### Text under study
◇ ◇ ◇ ◇ ◇

Pathology · Hepatobiliary and Pancreatic Pathology

A 55-year-old alcoholic develops jaundice, coagulopathy, and encephalopathy over 4 weeks. Liver biopsy shows zone 3 (pericentral) necrosis, Mallory-Denk bodies (intracytoplasmic eosinophilic aggregates), neutrophilic infiltration, and ballooning degeneration. The molecular composition of Mallory-Denk bodies includes:

  • A Amyloid fibrils of misfolded serum albumin
  • B Glycogen-laden smooth ER proliferation
  • C Ubiquitinated, aggregated keratins 8 and 18 with p62/sequestosome-1 and heat shock proteins
  • D Hemosiderin granules from iron overload
Correct answer: C. Ubiquitinated, aggregated keratins 8 and 18 with p62/sequestosome-1 and heat shock proteins

Explanation

Mallory-Denk bodies (formerly Mallory hyaline) are intracytoplasmic inclusions consisting of aggregated intermediate filaments — specifically ubiquitin-labeled, misfolded keratins 8 and 18 — along with p62/sequestosome-1 (an autophagy adapter), ubiquitin-binding proteins, and heat shock proteins HSP70/HSP90. They represent failed proteolytic clearance of damaged cytokeratin. They occur in alcoholic hepatitis, NASH, primary biliary cholangitis, Wilson disease, and other hepatocellular injuries. Mallory-Denk bodies are not specific to alcohol but are very characteristic of alcoholic hepatitis when accompanied by neutrophilic satellitosis.

Reference: Robbins & Cotran Pathologic Basis of Disease, 10th ed.

◇ ◇ ◇ ◇ ◇

### Problems and tasks
**1.** Please summarize the Mallory-Denk bodies text in two sentences.
**2.** For each statement, answer yes or no according to the Mallory-Denk bodies text, and quote the words that decide it. (a) Mallory-Denk bodies are specific to alcohol. (b) The liver biopsy shows pericentral necrosis. (c) p62/sequestosome-1 is an autophagy adapter.
The records are not needed for the tasks on this page.

◇ ◇ ◇ ◇ ◇

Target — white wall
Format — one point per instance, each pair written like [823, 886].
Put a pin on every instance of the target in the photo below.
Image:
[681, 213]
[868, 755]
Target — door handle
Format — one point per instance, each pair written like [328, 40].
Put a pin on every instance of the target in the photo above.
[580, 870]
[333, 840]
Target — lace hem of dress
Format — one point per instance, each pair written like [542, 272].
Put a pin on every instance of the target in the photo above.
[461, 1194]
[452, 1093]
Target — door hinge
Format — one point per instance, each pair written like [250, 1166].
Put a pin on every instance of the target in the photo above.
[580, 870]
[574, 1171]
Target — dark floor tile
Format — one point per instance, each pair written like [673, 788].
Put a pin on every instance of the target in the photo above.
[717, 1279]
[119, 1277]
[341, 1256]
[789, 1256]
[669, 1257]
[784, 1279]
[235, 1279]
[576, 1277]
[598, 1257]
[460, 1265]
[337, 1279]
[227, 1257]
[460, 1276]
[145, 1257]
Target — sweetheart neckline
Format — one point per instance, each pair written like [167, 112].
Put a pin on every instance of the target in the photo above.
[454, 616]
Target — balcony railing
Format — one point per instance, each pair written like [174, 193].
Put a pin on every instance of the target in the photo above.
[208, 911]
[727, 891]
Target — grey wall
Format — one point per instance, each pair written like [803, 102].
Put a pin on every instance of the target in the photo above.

◇ ◇ ◇ ◇ ◇

### Answers to the problems
**1.** Mallory-Denk bodies are intracytoplasmic inclusions of ubiquitin-labeled, misfolded keratins 8 and 18 aggregated with p62/sequestosome-1, ubiquitin-binding proteins, and heat shock proteins HSP70/HSP90, and they represent failed proteolytic clearance of damaged cytokeratin. They occur in alcoholic hepatitis, NASH, primary biliary cholangitis, Wilson disease, and other hepatocellular injuries, and they are not specific to alcohol but are very characteristic of alcoholic hepatitis when accompanied by neutrophilic satellitosis.

**2.**
(a) No: "Mallory-Denk bodies are not specific to alcohol"
(b) Yes: "zone 3 (pericentral) necrosis"
(c) Yes: "p62/sequestosome-1 (an autophagy adapter)"